From the entries below, please output exactly the lines starting at the one containing "Target: man with dark hair in background" and ending at the one containing "Could you point to the green leaf", both included.

** Opening Provided records block **

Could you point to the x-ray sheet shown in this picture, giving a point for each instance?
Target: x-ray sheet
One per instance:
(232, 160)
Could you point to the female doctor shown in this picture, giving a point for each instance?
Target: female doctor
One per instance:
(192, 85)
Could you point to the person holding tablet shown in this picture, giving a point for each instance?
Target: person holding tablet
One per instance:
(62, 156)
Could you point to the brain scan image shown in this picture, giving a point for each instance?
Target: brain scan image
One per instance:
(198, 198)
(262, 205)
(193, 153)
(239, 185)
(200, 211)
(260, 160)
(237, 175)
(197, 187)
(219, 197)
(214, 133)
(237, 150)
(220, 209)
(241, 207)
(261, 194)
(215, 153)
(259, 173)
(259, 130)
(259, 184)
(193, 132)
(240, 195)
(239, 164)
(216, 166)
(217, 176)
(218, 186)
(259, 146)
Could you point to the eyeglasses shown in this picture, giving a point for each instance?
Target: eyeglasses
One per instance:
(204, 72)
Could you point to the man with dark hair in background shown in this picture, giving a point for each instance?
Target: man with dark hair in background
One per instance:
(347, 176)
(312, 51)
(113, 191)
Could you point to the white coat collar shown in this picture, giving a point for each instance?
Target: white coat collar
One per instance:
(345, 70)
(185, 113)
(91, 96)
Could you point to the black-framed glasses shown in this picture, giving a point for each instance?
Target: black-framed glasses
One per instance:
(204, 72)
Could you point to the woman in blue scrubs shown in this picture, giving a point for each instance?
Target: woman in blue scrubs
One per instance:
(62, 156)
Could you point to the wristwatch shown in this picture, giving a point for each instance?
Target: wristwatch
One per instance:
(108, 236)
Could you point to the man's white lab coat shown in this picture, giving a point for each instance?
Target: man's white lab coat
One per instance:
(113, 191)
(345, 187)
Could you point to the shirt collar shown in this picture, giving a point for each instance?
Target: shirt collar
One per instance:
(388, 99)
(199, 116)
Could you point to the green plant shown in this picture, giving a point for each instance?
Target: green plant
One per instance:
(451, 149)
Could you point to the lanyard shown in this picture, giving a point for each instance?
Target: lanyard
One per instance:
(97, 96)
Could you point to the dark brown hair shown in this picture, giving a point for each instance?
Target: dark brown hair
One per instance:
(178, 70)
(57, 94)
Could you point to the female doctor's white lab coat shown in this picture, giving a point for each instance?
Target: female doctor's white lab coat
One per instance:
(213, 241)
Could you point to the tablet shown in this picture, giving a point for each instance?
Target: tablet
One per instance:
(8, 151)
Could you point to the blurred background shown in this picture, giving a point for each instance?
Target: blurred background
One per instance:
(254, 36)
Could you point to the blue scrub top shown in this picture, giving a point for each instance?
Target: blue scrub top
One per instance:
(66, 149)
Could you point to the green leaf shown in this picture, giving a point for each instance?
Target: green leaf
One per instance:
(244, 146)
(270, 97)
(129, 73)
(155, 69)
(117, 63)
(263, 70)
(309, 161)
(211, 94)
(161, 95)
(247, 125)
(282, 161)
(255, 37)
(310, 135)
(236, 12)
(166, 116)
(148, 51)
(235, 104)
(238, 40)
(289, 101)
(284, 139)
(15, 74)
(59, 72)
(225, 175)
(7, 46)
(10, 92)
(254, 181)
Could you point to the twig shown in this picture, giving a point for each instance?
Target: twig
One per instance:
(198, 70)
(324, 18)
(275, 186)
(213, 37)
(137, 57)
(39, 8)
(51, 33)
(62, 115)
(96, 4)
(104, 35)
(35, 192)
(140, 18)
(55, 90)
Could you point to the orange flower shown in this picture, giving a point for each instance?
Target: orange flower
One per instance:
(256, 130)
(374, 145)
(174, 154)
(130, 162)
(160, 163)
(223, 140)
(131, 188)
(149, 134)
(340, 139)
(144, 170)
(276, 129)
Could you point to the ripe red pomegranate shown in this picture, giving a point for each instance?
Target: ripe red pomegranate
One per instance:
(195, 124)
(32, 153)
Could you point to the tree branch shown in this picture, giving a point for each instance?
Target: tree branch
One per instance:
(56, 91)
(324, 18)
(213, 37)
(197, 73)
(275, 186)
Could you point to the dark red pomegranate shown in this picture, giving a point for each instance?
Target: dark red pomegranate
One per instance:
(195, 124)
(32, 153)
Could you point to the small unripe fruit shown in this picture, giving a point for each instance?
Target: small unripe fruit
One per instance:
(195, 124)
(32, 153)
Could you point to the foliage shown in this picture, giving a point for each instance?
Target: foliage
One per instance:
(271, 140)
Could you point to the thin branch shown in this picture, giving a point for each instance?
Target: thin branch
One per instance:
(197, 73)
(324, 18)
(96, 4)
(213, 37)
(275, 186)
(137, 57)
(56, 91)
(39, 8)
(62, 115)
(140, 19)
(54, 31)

** Closing Provided records block **

**Solution for this task**
Target: man with dark hair in background
One per instance:
(347, 176)
(312, 51)
(113, 191)
Could you point to the white coat collar shown in this picture, giving a point for each instance?
Target: white coat collar
One per instance:
(345, 70)
(185, 113)
(91, 96)
Could you point to the black-framed glasses shown in this picture, giving a point for each instance?
Target: black-framed glasses
One per instance:
(204, 72)
Could you point to the woman in blue scrubs shown in this picture, giving a point for each instance?
Target: woman in blue scrubs
One per instance:
(62, 156)
Could you point to the wristwatch shown in this picture, giving a point for each instance?
Target: wristwatch
One per instance:
(108, 236)
Could you point to the man's white lab coat shown in this picture, giving a point for each instance?
Target: man's white lab coat
One per instance:
(113, 191)
(345, 187)
Could you point to the shirt collar shown in this picture, giving a point for each instance?
Target: shirt collar
One per instance:
(388, 99)
(199, 116)
Could you point to the green plant shown in this picture, giving a point for each instance?
Target: green plant
One per instance:
(451, 149)
Could you point to the lanyard shown in this picture, giving a point for each instance?
Target: lanyard
One per instance:
(97, 96)
Could you point to the dark brown hair shown in this picture, giving a point for each instance?
Target: dark brown hair
One per instance:
(178, 70)
(57, 94)
Could you point to the female doctor's white lab coat shown in this picture, giving a point for each instance?
Target: female doctor's white lab coat
One per instance:
(213, 241)
Could you point to the tablet shown in this picture, giving a point for each instance?
Target: tablet
One per instance:
(8, 151)
Could you point to the blurred background shown in this picture, giving a point for each instance?
Target: blurred background
One per instance:
(254, 36)
Could you point to the blue scrub top shown in this picture, giving a point for each instance?
Target: blue scrub top
One per instance:
(66, 149)
Could you point to the green leaf shown in this picture, giving a point for each instance?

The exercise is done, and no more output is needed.